▶ _COSA SI RICHIEDE_
Trasforma in un elenco numerato le righe a partire da quella che contiene "One marker belongs on each instance of the tree." e fino a quella che contiene "One marker belongs on each instance of the person", entrambe comprese. Ometti le righe vuote.

*** MATERIALE FORNITO ***

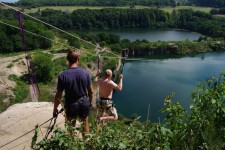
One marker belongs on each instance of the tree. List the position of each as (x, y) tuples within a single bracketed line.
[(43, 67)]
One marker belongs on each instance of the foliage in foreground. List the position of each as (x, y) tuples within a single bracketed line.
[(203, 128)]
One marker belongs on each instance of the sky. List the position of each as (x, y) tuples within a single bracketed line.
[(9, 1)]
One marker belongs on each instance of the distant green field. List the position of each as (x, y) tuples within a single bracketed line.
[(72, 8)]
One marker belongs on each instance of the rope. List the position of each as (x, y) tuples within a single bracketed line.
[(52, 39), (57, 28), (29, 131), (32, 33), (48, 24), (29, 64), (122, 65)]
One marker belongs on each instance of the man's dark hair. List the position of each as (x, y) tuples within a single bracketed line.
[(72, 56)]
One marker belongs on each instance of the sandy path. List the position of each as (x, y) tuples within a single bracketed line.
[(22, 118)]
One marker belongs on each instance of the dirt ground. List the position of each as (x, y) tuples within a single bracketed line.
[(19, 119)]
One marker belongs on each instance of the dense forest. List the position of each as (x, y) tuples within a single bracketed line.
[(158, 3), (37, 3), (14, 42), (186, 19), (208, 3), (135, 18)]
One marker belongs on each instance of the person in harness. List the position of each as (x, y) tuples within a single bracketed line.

***
*** MATERIALE FORNITO ***

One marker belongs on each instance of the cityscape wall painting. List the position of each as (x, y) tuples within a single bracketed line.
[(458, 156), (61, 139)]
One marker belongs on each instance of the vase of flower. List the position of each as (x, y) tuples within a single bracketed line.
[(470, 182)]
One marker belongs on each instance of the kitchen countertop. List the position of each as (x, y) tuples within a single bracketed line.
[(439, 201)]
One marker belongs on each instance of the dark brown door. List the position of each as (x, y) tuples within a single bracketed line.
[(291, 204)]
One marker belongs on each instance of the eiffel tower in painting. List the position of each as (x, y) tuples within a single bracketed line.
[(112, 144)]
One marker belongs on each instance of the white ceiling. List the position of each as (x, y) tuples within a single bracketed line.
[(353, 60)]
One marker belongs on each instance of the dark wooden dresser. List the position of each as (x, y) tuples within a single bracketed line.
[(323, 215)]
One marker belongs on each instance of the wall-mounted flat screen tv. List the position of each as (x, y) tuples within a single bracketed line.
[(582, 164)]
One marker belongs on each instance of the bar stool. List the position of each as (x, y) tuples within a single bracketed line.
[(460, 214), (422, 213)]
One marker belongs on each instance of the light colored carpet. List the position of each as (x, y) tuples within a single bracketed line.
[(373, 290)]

***

▶ _SOLUZIONE DELL'ESERCIZIO_
1. One marker belongs on each instance of the tree. List the position of each as (x, y) tuples within a single bracketed line.
2. [(43, 67)]
3. One marker belongs on each instance of the foliage in foreground. List the position of each as (x, y) tuples within a single bracketed line.
4. [(203, 128)]
5. One marker belongs on each instance of the sky. List the position of each as (x, y) tuples within a single bracketed line.
6. [(9, 1)]
7. One marker belongs on each instance of the distant green field. List the position of each as (x, y) tuples within a single bracketed line.
8. [(72, 8)]
9. One marker belongs on each instance of the rope. List the position of each as (x, y) tuples within a single bracketed line.
10. [(52, 39), (57, 28), (29, 131), (32, 33), (48, 24), (29, 64), (122, 65)]
11. One marker belongs on each instance of the man's dark hair. List the position of each as (x, y) tuples within a single bracketed line.
12. [(72, 56)]
13. One marker belongs on each instance of the sandy path. List the position of each as (x, y) tuples within a single bracketed line.
14. [(22, 118)]
15. One marker belongs on each instance of the dirt ground. List the position of each as (x, y) tuples within a single bracketed line.
16. [(19, 119)]
17. One marker belongs on each instance of the dense forest. List the position of each as (x, y) tuples within a single bracketed line.
18. [(158, 3), (37, 3), (14, 42), (186, 19), (208, 3), (135, 18)]
19. One marker belongs on each instance of the person in harness. List the position of each as (x, y) tuples within a single bracketed line.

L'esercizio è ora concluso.